● Work to complete: Reproduce the stretch of the workplace discussion from "I spoke to the" through "But it’s true.", switching "beer garden" to "rooftop terrace".

● Provided text:
------
There’s also a rise in the need for real team space—not just the occasional conference room but actually the time to get together as a team, to have the right space together, to have the right access to the tools they need to collaborate, and the right access for snacks and other pieces. Do you have a convenient team space with the right setup? Or is it an old conference room that’s been converted? The needs might be a little bit different, but are we thinking about the right team space?
It really is thinking through the individual need, the team need, and the need for compelling broader space, and are we meeting all of those needs? And I think if they are, then it makes it an even more attractive workplace for the workers. Phil, I’d love your thoughts.
Phil Kirschner: I’m really glad you brought up the point about younger workers, because there is definitely a statistical correlation between the quality of the environment you have at home and your likelihood to want to overcome the friction of going to the office. The younger workers are more likely to have three roommates and two cats, sitting at the dining room table, versus all of us who are sitting within an enclosed space with a door, which we’re fortunate to have, either at an office or at our home.

Photo By: Canva
Bill Schaninger: The office was the bully pulpit, you know, with leadership striding down the main hallway. Think about movies and TV shows where the centrality of the ecosystem was the office in terms of the power dynamics. It’s not surprising to me that the people who’ve been in charge are still anchored on that construct, because it’s what they’ve known and how they’ve been trained. I think when you saw libraries become less central because everything is accessible digitally, you saw a massive movement out of the physical space of libraries.
We’ve had a generation now entering the workforce who is used to accessing everything, all the time, anywhere, except for project work, as a solo endeavor. A huge portion of what we’re doing at work is not a solo endeavor. It requires working with others.
There is a pretty significant collide here in terms of the nature of the work changing and their experience on both ends: the folks who are in charge and the folks coming into the workforce. They’re not experienced with the sort of fluidity that Phil’s describing. It’s a massive mismatch.
Bryan Hancock: An interesting thing that I’ve seen about people entering the workforce was a survey done of college graduates and very, very few wanted to work remotely five days a week. There was an interest in having flexibility of when and where they work, but they wanted to come in sometimes because they wanted the connectivity to where they’re working, and they specifically wanted connectivity and mentorship with the generations above them.
In some cases, the need is not to get the young kids in; it’s making sure the people who can mentor, who are just happy to be remote in their vacation house in Aspen or in the Hamptons, to come in. Because that mentorship is something that is important to the new joiners and also important for the overall development and health of the organization.
Phil Kirschner: I find myself telling executives a lot these days, “Congratulations. You are the new amenity.” It used to be the gym, the cafeteria, being able to bring puppies to work, whatever it is, but the executives are the new amenity.
I spoke to the head of real estate for a large bank that’s just done a major headquarters relocation during COVID—beautiful building. She said, “Yeah, people have been really excited to come in.” And I said, “What is it that is bringing people in?” And knowing this is a European bank, they’ve got a beer garden in the building, like, everything you could ever conceive of is an amenity. She said, “The other people,” which is a really hard thing to admit for the head of facilities. But it’s true.
------
● Dataset:
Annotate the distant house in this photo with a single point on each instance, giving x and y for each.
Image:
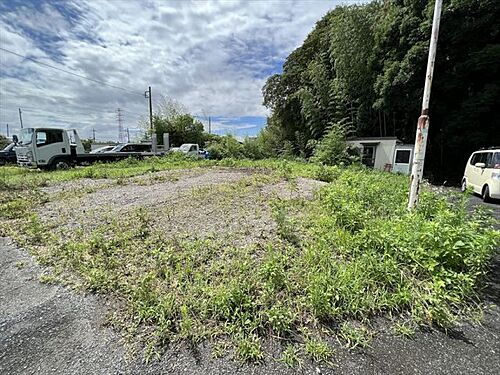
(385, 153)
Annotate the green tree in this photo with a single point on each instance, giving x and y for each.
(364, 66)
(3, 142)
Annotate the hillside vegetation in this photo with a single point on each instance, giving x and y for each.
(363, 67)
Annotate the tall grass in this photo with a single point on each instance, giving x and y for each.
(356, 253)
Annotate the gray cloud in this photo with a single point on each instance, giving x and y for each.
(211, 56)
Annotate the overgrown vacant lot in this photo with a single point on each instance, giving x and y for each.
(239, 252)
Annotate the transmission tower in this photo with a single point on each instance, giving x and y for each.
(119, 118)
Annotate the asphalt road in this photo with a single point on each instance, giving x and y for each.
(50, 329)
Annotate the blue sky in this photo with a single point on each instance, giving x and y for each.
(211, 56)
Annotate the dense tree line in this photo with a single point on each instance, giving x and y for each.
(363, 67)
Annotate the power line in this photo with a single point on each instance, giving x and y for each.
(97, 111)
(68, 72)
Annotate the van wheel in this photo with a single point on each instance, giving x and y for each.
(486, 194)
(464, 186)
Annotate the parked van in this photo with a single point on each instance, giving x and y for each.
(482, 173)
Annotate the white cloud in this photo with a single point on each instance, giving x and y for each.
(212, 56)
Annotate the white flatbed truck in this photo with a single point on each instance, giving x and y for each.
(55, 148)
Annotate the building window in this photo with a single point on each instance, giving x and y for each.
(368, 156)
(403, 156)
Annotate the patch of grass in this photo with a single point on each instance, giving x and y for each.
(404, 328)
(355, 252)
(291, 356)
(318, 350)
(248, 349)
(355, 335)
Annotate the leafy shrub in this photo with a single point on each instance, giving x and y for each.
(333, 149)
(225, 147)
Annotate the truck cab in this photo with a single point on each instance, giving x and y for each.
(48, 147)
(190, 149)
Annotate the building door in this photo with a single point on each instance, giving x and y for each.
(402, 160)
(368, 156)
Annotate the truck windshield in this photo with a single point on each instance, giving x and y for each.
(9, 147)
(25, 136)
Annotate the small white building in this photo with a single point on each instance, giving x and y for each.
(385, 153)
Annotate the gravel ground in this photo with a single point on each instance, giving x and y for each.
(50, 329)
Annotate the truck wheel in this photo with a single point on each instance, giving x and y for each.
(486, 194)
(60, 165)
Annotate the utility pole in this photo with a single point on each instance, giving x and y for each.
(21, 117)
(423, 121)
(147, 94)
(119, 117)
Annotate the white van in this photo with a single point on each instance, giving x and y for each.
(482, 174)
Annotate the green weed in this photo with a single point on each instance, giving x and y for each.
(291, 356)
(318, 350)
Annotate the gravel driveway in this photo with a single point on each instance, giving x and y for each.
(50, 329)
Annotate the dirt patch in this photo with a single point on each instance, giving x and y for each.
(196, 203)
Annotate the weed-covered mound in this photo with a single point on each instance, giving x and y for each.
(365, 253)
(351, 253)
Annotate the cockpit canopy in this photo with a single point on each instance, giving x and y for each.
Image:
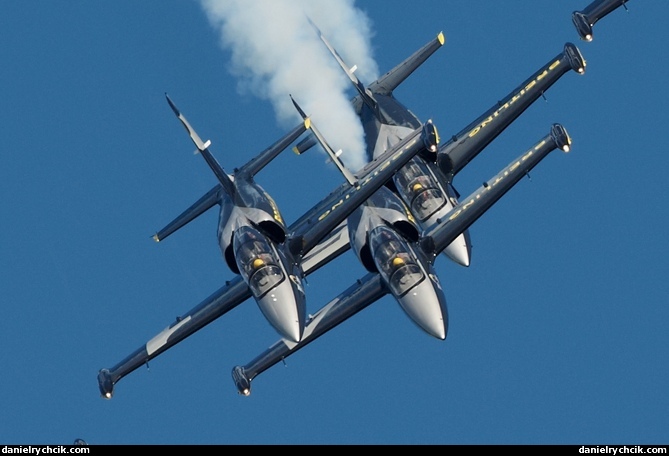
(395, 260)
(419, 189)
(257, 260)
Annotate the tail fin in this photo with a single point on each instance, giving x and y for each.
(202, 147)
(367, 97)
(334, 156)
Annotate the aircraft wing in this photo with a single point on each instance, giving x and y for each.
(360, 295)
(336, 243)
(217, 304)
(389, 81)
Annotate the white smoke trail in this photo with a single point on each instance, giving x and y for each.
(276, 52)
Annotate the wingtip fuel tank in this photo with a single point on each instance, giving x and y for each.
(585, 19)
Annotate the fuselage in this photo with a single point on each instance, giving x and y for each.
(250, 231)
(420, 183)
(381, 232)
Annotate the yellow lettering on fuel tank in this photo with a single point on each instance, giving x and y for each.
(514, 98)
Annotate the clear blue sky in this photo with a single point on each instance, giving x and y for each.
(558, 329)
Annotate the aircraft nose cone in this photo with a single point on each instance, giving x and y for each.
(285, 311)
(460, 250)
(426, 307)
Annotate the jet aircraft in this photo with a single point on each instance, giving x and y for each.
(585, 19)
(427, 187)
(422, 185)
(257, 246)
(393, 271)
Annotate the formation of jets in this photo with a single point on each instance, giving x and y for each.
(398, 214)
------
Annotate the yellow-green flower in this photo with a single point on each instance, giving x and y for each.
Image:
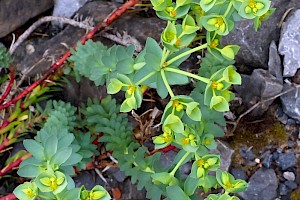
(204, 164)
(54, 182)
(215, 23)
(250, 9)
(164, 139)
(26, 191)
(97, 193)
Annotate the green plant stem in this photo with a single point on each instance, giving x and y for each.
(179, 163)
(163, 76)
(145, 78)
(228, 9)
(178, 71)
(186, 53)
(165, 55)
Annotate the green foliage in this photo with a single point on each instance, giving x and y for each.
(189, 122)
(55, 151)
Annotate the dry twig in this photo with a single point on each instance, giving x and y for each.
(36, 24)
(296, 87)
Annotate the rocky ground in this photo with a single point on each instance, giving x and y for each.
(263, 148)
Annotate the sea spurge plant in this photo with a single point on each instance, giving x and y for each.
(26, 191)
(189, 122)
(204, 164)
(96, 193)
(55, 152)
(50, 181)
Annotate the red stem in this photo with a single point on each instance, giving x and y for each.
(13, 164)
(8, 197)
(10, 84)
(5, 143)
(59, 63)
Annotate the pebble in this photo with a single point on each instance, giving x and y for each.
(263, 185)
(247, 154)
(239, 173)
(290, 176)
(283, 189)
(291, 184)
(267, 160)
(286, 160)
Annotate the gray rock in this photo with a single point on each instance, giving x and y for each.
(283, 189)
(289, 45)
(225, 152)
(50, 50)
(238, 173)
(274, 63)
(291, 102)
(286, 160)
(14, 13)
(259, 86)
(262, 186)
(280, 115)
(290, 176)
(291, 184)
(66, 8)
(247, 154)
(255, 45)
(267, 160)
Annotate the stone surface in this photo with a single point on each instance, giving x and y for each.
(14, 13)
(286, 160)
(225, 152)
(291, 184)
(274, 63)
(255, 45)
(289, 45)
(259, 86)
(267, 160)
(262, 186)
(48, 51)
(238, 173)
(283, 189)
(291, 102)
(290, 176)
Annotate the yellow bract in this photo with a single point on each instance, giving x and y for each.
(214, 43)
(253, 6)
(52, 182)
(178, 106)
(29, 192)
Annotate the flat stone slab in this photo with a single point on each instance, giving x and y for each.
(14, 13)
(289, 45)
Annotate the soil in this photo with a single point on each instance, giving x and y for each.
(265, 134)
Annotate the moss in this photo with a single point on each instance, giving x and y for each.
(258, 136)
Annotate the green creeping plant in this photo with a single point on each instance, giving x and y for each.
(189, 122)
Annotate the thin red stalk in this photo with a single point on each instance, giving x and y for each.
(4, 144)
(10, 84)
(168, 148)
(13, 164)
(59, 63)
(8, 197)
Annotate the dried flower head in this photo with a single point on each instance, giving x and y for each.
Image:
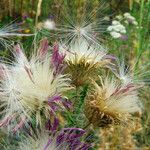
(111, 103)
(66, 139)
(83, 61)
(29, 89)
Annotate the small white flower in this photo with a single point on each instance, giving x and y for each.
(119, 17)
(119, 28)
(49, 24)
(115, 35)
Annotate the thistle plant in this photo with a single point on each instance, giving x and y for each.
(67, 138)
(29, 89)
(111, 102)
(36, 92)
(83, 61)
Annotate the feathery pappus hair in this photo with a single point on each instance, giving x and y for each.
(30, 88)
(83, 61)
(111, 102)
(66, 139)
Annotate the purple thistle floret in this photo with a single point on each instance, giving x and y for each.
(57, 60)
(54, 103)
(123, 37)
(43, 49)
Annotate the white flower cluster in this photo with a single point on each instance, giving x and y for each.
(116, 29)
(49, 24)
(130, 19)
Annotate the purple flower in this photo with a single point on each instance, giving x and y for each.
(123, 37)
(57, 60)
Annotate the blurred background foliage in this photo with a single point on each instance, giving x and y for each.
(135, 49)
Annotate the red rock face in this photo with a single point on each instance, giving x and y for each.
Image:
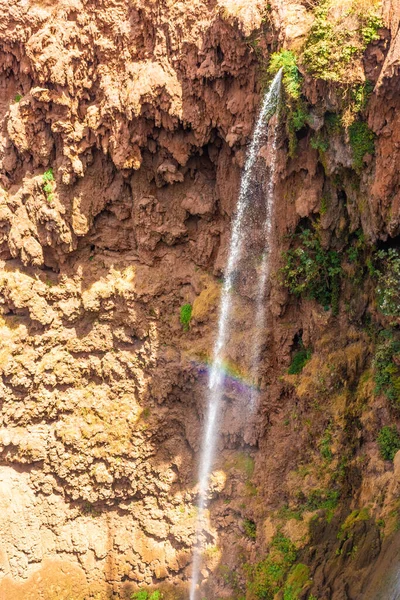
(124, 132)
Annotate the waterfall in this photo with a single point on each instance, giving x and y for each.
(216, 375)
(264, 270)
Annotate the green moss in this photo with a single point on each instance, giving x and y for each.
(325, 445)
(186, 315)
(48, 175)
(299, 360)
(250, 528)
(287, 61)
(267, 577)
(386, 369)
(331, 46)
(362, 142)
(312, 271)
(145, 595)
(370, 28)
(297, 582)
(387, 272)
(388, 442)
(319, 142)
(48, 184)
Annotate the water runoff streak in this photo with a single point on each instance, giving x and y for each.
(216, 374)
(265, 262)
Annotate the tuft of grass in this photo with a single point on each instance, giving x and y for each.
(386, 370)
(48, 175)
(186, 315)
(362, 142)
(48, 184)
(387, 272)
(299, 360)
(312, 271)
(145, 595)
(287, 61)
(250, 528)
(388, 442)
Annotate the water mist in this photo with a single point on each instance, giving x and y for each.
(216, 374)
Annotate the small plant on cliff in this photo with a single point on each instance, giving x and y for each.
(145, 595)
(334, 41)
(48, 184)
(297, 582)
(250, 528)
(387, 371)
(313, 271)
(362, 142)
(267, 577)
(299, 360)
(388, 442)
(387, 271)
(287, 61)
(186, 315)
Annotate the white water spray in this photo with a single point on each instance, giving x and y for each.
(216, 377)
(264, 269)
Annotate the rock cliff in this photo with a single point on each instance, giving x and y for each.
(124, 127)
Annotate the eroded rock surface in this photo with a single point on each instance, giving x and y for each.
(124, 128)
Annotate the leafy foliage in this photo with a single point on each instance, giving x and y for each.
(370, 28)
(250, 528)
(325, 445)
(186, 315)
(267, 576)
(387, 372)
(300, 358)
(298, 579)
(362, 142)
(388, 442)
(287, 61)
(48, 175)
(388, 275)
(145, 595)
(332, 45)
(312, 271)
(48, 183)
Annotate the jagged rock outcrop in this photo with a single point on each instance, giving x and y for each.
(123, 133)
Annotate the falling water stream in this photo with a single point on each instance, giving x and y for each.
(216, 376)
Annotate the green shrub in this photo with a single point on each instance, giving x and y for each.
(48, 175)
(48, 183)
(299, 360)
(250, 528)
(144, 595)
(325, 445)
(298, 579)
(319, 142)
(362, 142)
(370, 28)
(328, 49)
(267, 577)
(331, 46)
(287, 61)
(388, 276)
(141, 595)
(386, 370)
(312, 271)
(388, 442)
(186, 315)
------
● Answer to the problem:
I spoke to the head of real estate for a large bank that’s just done a major headquarters relocation during COVID—beautiful building. She said, “Yeah, people have been really excited to come in.” And I said, “What is it that is bringing people in?” And knowing this is a European bank, they’ve got a rooftop terrace in the building, like, everything you could ever conceive of is an amenity. She said, “The other people,” which is a really hard thing to admit for the head of facilities. But it’s true.